Cabe aquí preguntarnos: ¿dónde estamos ahora mismo? ¿Qué coyuntura global le deparan estos tiempos al G20?
Si el surgimiento del G20 como foro central quedó asociado con la gran crisis de 2008, es posible decir una década después que el Grupo –sin acordar ni lograr reformas de fondo– logró al menos evitar un desastre mayor. Con matices que analizaremos, las economías más en riesgo, esta vez la estadounidense y las europeas, se van reactivando, aunque al costo de aumentar sus desigualdades.
Por ello mismo, el tejido político sintió el impacto social de los ajustes y reformas adoptadas en la mayoría de los países del G7. Primero se consolidó el ascenso de fuerzas electorales nacionalistas y xenófobas en la Unión Europea (UE), una tendencia que remató el Brexit (2016) disparando el proceso de salida de Gran Bretaña del bloque europeo.
Del otro lado del Atlántico, Estados Unidos vivió la llegada a la Casa Blanca del magnate republicano Donald J. Trump (2017), quien no tardó nada en desmerecer por igual al G20 y a la ONU, y en romper uno de los pocos consensos multilaterales básicos alcanzados en décadas, el Acuerdo de París contra el Cambio Climático (2015).
Mientras tanto, la presunción de que tarde o temprano otros poderosos jugadores protagonizarán –con Estados Unidos y Europa– el nuevo orden mundial en gestación se fue confirmando bajo un nuevo patrón geográfico que, además, excede el antiguo paradigma “Norte-Sur”.
Así, varios emergentes consolidaron una alianza alternativa al G7 institucionalizando el Brics (Brasil, Rusia, India, China y Sudáfrica), forjando consensos dentro del G20 y hasta dándose un Nuevo Banco de Desarrollo (NBD), para romper la dependencia financiera con las instituciones del viejo orden multilateral (FMI, Banco Mundial) que controlan Estados Unidos y sus aliados desde Bretton Woods.
Dentro de estos emergentes, el ascenso económico, político y militar de China es el dato de mayor peso del nuevo panorama, con altas tasas de crecimiento que apenas se moderaron después del 2008, con una fortísima expansión de su influencia económica y comercial en todo el mundo, incluida América Latina, y un despliegue financiero que condiciona con su compra de bonos al propio Tesoro norteamericano.

━━━━━━━━━━━━━━━━

## Tareas
**a)** Según el texto sobre el G20, ¿qué acuerdo multilateral rompió Donald J. Trump?
**b)** Sustituye "desigualdades" por "brechas" y reescribe el fragmento del texto sobre el G20 comprendido entre "Si el surgimiento" y "del bloque europeo.", ambos incluidos.
**c)** Retoma el texto sobre el G20 y continúalo a partir de su última oración.

## Datos guardados
━━━━━━━━━━━━━━━━

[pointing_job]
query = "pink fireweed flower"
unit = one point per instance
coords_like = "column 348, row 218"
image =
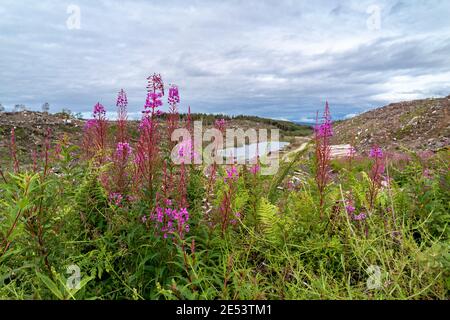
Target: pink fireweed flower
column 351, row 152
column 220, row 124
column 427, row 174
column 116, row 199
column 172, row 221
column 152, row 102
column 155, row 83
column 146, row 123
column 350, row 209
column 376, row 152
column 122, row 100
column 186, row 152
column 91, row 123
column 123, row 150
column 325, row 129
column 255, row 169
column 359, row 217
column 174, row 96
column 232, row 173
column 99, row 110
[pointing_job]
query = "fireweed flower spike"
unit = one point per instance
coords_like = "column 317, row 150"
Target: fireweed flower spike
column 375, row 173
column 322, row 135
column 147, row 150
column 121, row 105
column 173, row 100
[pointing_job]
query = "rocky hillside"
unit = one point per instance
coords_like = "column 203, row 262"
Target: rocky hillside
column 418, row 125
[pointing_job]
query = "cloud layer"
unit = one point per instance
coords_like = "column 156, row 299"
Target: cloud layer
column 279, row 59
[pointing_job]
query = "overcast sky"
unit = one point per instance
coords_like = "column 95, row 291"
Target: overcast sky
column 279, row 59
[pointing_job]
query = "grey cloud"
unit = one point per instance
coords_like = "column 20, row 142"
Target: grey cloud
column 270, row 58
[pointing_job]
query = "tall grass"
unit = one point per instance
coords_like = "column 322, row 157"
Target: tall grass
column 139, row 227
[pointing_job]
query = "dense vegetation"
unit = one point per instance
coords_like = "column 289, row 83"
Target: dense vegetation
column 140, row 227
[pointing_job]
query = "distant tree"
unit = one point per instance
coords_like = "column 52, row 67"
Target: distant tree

━━━━━━━━━━━━━━━━

## Respuestas dadas
**a)** El Acuerdo de París contra el Cambio Climático (2015).

**b)**
Si el surgimiento del G20 como foro central quedó asociado con la gran crisis de 2008, es posible decir una década después que el Grupo –sin acordar ni lograr reformas de fondo– logró al menos evitar un desastre mayor. Con matices que analizaremos, las economías más en riesgo, esta vez la estadounidense y las europeas, se van reactivando, aunque al costo de aumentar sus brechas.
Por ello mismo, el tejido político sintió el impacto social de los ajustes y reformas adoptadas en la mayoría de los países del G7. Primero se consolidó el ascenso de fuerzas electorales nacionalistas y xenófobas en la Unión Europea (UE), una tendencia que remató el Brexit (2016) disparando el proceso de salida de Gran Bretaña del bloque europeo.

**c)**
El “socialismo con peculiaridades chinas” de Beijing, bajo la guía confirmada de Xi Jinping hasta 2022, hizo una reivindicación del libre comercio que –aun bajo su singular régimen de capitalismo de Estado y con un poder político hiperconcentrado sin concesiones democráticas al estilo occidental– torna todavía más patente el giro aislacionista de Estados Unidos.
Veinte años después de su creación, y a diez desde la primera cumbre de líderes, siguen repartidas las opiniones sobre el papel que ha pasado a cumplir el G20. ¿Es una respuesta transicional adecuada hacia un nuevo orden? ¿O, por el contrario, terminará asfixiando la posibilidad de una gobernanza global más democrática?
America Latina y el G20
A todo esto, América Latina atravesó distintas etapas desde la creación del G20 que dibujaron un camino oscilante de crisis, recuperaciones y nuevas recaídas, y si bien la región pudo recorrer –sobre todo en Sudamérica– un camino de integración política que fortaleció su lugar en el mundo, ello no alcanzó para encontrar una agenda común en el G20.
La troika formada por México, Brasil y Argentina lleva años tratando de sentar las bases de esa esquiva agenda latinoamericana dentro del G20. El extendido giro político verificado en la región desde 2015 abre nuevas expectativas al respecto.
En particular, la agresividad diplomática y comercial de la Administración Trump hacia México ha puesto a ese país ante la posibilidad de volver a explorar opciones de integración hacia el Sur del continente y asociarse con Brasil y Argentina, al menos, para acordar puntos básicos y representar mejor al resto de la región en el G20.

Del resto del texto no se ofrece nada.